Passage to read -
⟨

A React API playground component renders an endpoint selector, a URL bar, an optional JSON request body, and a response panel with syntax highlighting. Clicking Run triggers an 800ms simulated request, then reveals the JSON response via Framer Motion AnimatePresence.

  • Stack: React 18 + Framer Motion 11 + Lucide React + Tailwind v4 CSS tokens, ~540 lines.
  • Custom JSON tokenizer highlights string keys (accent color), string values (green), numbers (amber), booleans/null (purple) without any external syntax library.
  • Accessible: all interactive elements are native buttons; the Run button disables and shows a spinner during the pending state.
  • Fully responsive, the header row wraps on small screens; the request/response grid collapses to a single column when no body is provided.
  • Copy-to-clipboard uses navigator.clipboard.writeText with a 2-second visual confirmation state.

An API playground section lets developers test HTTP endpoints directly inside your documentation page, without opening Postman or switching context. This React component bundles endpoint selection, request body display, a simulated execution flow, and a syntax-highlighted JSON response panel into a single self-contained section.

Anatomy

The component has three visual zones. A header bar contains the endpoint selector (a dropdown animated with AnimatePresence), the URL bar showing base URL + path, and the Run button with loading state. Below it, a content area splits into two columns when the selected endpoint has a request body: left column shows the JSON body, right column the response. When there is no body, the response takes the full width. A pill badge with a Braces icon sits above the heading as a category marker.

⟩

Action item - Reproduce the text from the API playground component word for word, starting at "A React API" and ending at "external syntax library.".

Stored data -
⟨

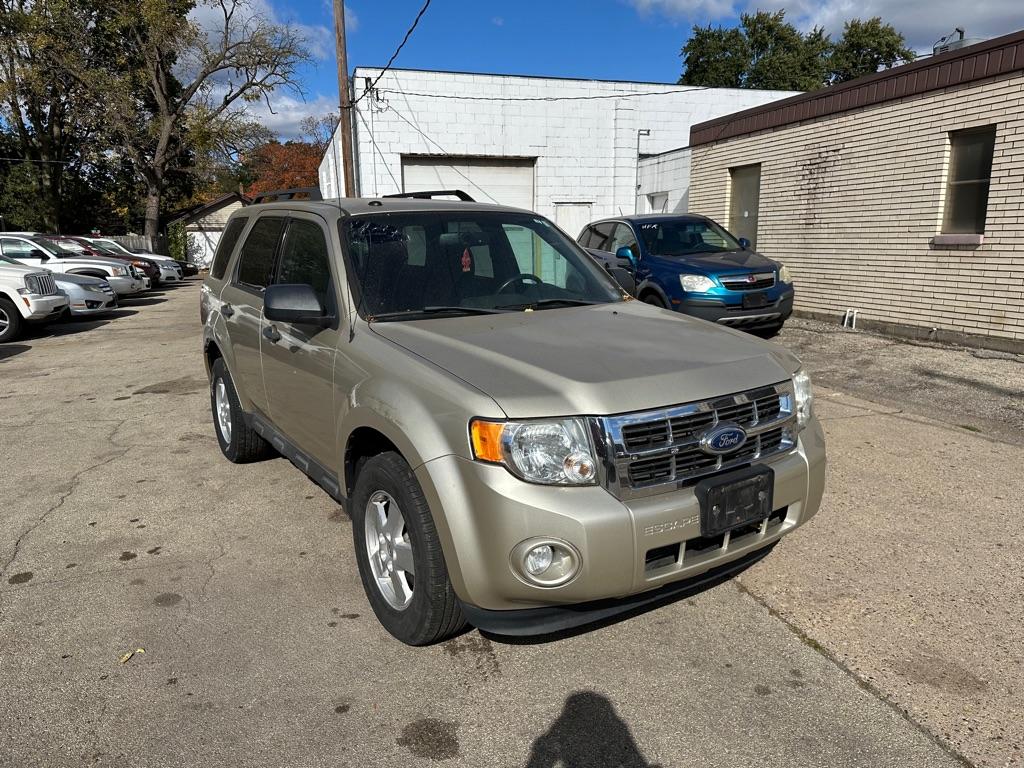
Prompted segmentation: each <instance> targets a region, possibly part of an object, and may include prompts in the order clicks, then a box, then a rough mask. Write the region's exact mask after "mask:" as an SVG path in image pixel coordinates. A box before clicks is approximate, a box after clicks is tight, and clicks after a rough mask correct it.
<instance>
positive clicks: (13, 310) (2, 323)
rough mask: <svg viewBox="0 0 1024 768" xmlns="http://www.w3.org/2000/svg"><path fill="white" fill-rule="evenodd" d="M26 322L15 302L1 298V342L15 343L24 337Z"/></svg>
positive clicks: (3, 297)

⟩

Output -
A React API playground component renders an endpoint selector, a URL bar, an optional JSON request body, and a response panel with syntax highlighting. Clicking Run triggers an 800ms simulated request, then reveals the JSON response via Framer Motion AnimatePresence.

  • Stack: React 18 + Framer Motion 11 + Lucide React + Tailwind v4 CSS tokens, ~540 lines.
  • Custom JSON tokenizer highlights string keys (accent color), string values (green), numbers (amber), booleans/null (purple) without any external syntax library.